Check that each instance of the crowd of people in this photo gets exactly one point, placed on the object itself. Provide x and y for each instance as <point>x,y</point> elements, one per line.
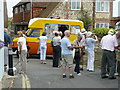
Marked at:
<point>65,52</point>
<point>75,51</point>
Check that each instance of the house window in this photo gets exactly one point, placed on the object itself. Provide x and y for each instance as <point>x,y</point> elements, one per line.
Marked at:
<point>21,9</point>
<point>28,6</point>
<point>16,10</point>
<point>75,4</point>
<point>102,25</point>
<point>102,6</point>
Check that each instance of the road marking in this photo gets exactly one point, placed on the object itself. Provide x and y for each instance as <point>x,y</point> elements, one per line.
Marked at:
<point>27,82</point>
<point>23,81</point>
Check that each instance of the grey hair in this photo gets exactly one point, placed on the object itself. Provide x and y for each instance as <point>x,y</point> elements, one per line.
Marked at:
<point>80,35</point>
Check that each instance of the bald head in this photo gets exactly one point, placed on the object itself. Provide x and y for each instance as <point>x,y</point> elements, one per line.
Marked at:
<point>67,33</point>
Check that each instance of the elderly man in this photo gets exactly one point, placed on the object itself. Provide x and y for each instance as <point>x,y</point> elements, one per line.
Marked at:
<point>117,36</point>
<point>90,41</point>
<point>7,43</point>
<point>109,43</point>
<point>67,54</point>
<point>78,45</point>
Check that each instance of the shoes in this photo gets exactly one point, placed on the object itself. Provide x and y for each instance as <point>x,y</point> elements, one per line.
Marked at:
<point>71,76</point>
<point>79,74</point>
<point>81,69</point>
<point>112,77</point>
<point>64,76</point>
<point>103,77</point>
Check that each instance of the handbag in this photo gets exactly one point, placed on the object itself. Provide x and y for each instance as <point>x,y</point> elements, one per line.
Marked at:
<point>1,44</point>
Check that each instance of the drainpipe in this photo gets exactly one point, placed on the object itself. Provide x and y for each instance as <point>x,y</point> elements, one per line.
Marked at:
<point>2,38</point>
<point>31,10</point>
<point>94,14</point>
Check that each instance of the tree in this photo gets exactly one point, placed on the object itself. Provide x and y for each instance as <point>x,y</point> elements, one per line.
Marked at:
<point>84,16</point>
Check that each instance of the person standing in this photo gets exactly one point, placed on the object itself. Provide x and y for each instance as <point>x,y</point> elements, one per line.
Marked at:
<point>90,49</point>
<point>108,43</point>
<point>7,44</point>
<point>22,50</point>
<point>43,47</point>
<point>56,50</point>
<point>77,45</point>
<point>67,58</point>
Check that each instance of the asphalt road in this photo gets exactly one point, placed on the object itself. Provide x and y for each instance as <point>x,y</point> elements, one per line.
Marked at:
<point>45,76</point>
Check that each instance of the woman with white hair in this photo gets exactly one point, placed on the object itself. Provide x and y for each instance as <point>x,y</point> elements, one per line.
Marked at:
<point>90,48</point>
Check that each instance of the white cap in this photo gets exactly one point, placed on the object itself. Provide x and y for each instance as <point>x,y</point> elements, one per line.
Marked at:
<point>111,32</point>
<point>89,34</point>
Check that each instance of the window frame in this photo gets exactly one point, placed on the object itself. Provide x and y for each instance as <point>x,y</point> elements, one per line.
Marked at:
<point>104,7</point>
<point>76,2</point>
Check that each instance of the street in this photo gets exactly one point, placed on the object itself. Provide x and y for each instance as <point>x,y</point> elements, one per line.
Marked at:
<point>45,76</point>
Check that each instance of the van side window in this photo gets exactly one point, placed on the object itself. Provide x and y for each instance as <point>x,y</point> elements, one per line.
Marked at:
<point>75,29</point>
<point>34,33</point>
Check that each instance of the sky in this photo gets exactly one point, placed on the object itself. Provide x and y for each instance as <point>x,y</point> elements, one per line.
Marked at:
<point>11,3</point>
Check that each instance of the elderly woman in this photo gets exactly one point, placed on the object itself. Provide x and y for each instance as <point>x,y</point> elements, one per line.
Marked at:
<point>22,50</point>
<point>56,50</point>
<point>77,45</point>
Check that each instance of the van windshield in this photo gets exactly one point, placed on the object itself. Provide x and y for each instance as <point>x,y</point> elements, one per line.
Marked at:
<point>34,33</point>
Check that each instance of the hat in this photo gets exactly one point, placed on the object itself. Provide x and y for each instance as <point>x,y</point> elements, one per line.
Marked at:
<point>83,31</point>
<point>111,32</point>
<point>80,35</point>
<point>89,34</point>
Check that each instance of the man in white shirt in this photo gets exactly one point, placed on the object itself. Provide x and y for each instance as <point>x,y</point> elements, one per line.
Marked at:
<point>108,44</point>
<point>22,49</point>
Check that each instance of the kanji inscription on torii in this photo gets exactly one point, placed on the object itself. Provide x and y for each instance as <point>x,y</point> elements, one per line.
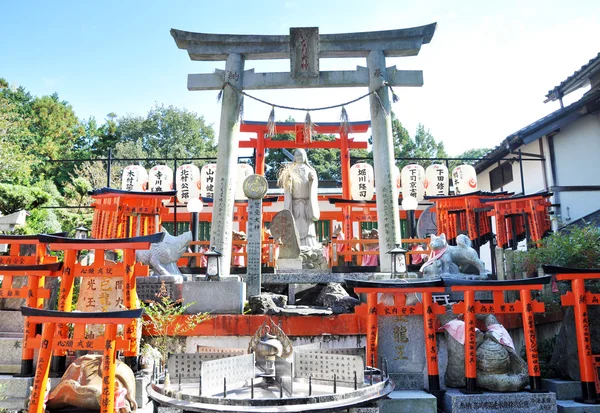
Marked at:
<point>304,51</point>
<point>304,47</point>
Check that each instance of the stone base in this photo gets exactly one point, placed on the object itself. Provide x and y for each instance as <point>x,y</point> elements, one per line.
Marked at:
<point>564,389</point>
<point>521,402</point>
<point>15,391</point>
<point>10,354</point>
<point>570,406</point>
<point>408,401</point>
<point>289,264</point>
<point>148,287</point>
<point>217,297</point>
<point>408,381</point>
<point>11,321</point>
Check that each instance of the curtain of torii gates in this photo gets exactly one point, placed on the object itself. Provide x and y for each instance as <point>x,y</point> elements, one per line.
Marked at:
<point>388,220</point>
<point>227,154</point>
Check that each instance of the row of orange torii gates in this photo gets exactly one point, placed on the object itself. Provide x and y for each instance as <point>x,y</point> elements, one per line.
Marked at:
<point>516,218</point>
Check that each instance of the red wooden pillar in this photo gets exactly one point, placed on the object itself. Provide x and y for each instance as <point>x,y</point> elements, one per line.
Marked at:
<point>65,301</point>
<point>470,342</point>
<point>107,399</point>
<point>40,382</point>
<point>372,328</point>
<point>260,152</point>
<point>578,299</point>
<point>533,362</point>
<point>345,164</point>
<point>430,342</point>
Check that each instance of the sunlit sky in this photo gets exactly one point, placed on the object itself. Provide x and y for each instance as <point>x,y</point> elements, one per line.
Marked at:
<point>486,70</point>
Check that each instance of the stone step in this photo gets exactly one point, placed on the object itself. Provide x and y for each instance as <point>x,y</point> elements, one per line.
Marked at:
<point>564,389</point>
<point>570,406</point>
<point>16,391</point>
<point>10,354</point>
<point>413,401</point>
<point>521,402</point>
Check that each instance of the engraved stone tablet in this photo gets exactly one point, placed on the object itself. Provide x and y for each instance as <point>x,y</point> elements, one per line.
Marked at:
<point>255,186</point>
<point>322,366</point>
<point>283,227</point>
<point>304,51</point>
<point>234,369</point>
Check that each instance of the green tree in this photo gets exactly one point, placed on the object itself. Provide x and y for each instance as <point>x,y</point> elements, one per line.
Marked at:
<point>423,145</point>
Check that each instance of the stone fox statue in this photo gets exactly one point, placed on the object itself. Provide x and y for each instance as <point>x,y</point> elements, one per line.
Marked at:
<point>448,259</point>
<point>162,257</point>
<point>81,386</point>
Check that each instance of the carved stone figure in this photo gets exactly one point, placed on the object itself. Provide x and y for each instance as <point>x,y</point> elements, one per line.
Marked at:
<point>299,182</point>
<point>162,257</point>
<point>499,367</point>
<point>81,386</point>
<point>447,259</point>
<point>267,346</point>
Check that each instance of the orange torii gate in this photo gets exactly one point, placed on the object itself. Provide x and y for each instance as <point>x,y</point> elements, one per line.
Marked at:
<point>464,214</point>
<point>49,342</point>
<point>426,308</point>
<point>527,307</point>
<point>580,298</point>
<point>520,217</point>
<point>128,269</point>
<point>344,143</point>
<point>125,214</point>
<point>34,294</point>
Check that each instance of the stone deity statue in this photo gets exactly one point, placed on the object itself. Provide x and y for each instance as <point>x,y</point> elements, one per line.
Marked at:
<point>299,181</point>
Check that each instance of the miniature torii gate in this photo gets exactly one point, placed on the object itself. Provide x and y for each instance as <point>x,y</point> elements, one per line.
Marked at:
<point>304,47</point>
<point>343,143</point>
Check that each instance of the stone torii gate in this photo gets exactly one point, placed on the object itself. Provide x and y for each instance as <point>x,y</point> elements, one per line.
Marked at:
<point>304,47</point>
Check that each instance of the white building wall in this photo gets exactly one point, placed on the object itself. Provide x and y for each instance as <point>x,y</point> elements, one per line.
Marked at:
<point>577,156</point>
<point>533,172</point>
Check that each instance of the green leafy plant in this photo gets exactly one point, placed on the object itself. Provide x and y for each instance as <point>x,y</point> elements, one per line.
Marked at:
<point>164,322</point>
<point>577,247</point>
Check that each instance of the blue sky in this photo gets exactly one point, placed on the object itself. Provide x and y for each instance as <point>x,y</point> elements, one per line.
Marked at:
<point>486,70</point>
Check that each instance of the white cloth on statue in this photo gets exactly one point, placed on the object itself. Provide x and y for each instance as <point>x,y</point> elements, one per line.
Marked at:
<point>500,333</point>
<point>456,328</point>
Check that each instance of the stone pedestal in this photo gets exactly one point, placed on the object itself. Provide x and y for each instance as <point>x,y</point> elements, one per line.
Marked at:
<point>148,287</point>
<point>404,349</point>
<point>521,402</point>
<point>217,297</point>
<point>289,264</point>
<point>408,401</point>
<point>11,341</point>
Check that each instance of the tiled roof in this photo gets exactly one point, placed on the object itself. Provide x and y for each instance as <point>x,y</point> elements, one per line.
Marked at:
<point>575,81</point>
<point>540,127</point>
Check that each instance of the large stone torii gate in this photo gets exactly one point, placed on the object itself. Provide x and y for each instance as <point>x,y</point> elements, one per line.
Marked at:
<point>304,47</point>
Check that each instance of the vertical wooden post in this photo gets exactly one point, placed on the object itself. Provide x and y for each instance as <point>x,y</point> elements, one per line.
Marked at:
<point>40,382</point>
<point>372,327</point>
<point>430,342</point>
<point>130,302</point>
<point>470,342</point>
<point>584,342</point>
<point>533,365</point>
<point>107,399</point>
<point>65,301</point>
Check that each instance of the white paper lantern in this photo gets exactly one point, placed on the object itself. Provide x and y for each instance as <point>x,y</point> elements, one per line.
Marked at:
<point>135,178</point>
<point>397,180</point>
<point>413,176</point>
<point>464,178</point>
<point>436,180</point>
<point>188,182</point>
<point>362,183</point>
<point>160,178</point>
<point>244,170</point>
<point>208,180</point>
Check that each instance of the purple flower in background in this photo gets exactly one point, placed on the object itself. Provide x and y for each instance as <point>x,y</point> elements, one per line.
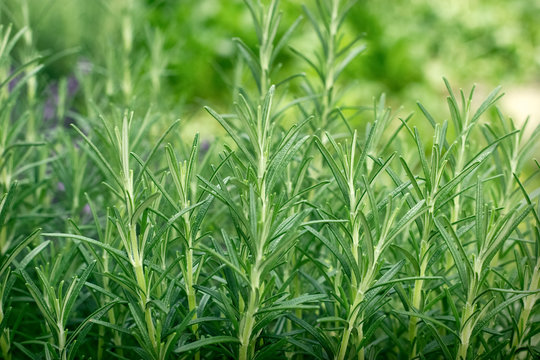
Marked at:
<point>205,146</point>
<point>87,210</point>
<point>60,186</point>
<point>49,110</point>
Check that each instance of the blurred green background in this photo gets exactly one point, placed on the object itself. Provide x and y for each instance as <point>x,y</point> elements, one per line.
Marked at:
<point>180,55</point>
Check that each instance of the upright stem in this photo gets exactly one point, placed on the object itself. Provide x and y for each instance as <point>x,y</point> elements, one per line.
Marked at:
<point>419,284</point>
<point>528,304</point>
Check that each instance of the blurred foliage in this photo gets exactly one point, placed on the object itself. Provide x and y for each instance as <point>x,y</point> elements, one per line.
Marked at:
<point>410,45</point>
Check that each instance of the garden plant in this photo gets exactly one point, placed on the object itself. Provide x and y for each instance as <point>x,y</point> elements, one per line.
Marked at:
<point>308,227</point>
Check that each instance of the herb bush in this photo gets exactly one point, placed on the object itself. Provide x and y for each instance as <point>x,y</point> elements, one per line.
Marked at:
<point>296,235</point>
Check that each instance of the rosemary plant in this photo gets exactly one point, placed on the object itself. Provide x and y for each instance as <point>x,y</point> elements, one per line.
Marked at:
<point>294,233</point>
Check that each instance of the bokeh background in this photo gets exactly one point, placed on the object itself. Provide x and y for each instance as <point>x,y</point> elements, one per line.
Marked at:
<point>181,55</point>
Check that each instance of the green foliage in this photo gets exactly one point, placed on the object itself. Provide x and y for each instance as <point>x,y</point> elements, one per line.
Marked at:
<point>297,234</point>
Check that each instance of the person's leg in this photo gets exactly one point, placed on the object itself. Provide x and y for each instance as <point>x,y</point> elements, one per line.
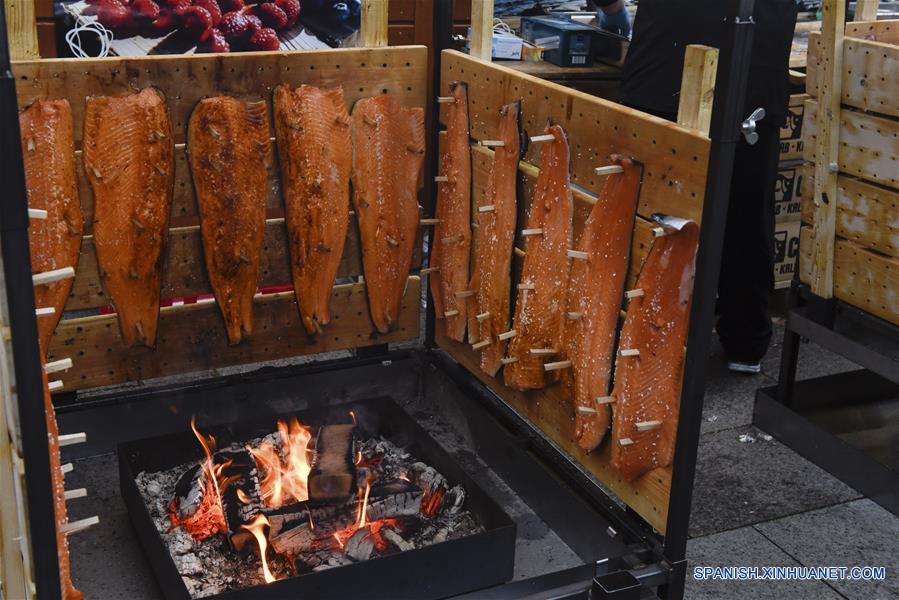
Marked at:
<point>747,261</point>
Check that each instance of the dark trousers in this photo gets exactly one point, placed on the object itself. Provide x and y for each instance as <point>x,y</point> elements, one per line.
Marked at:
<point>747,259</point>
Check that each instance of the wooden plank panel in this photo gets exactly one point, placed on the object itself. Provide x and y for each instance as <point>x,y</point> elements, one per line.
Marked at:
<point>551,410</point>
<point>675,159</point>
<point>869,145</point>
<point>867,214</point>
<point>862,278</point>
<point>192,338</point>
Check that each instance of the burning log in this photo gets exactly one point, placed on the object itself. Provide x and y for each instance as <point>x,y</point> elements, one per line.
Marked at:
<point>333,474</point>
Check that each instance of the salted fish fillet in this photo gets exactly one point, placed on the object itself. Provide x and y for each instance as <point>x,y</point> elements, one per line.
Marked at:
<point>48,150</point>
<point>315,151</point>
<point>494,240</point>
<point>647,387</point>
<point>228,143</point>
<point>595,292</point>
<point>129,161</point>
<point>57,481</point>
<point>388,155</point>
<point>539,310</point>
<point>451,246</point>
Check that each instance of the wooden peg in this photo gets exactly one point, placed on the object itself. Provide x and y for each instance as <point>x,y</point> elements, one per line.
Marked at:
<point>609,170</point>
<point>76,526</point>
<point>648,425</point>
<point>54,275</point>
<point>58,365</point>
<point>557,366</point>
<point>76,493</point>
<point>71,439</point>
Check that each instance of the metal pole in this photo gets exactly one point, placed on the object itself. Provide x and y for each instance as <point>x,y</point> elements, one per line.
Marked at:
<point>23,326</point>
<point>727,114</point>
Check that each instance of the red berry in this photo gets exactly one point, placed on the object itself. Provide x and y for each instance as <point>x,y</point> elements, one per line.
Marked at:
<point>270,15</point>
<point>213,8</point>
<point>265,39</point>
<point>291,8</point>
<point>215,43</point>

·····

Your task: Begin at the first line of the entries and end at the line containing "Check that each instance of the house": write out each line exactly, skipping pictures.

Task solution:
Check that each instance of the crowd of people in this photo gets exactly one point, placed on the object itself. Provide x and y for each instance as <point>x,y</point> elements, one per line.
Marked at:
<point>65,52</point>
<point>75,51</point>
Check that each instance of the house window in this photo gets exactly one point, placed on the object itself. Provide x and y for each instance as <point>x,y</point> elements, one per line.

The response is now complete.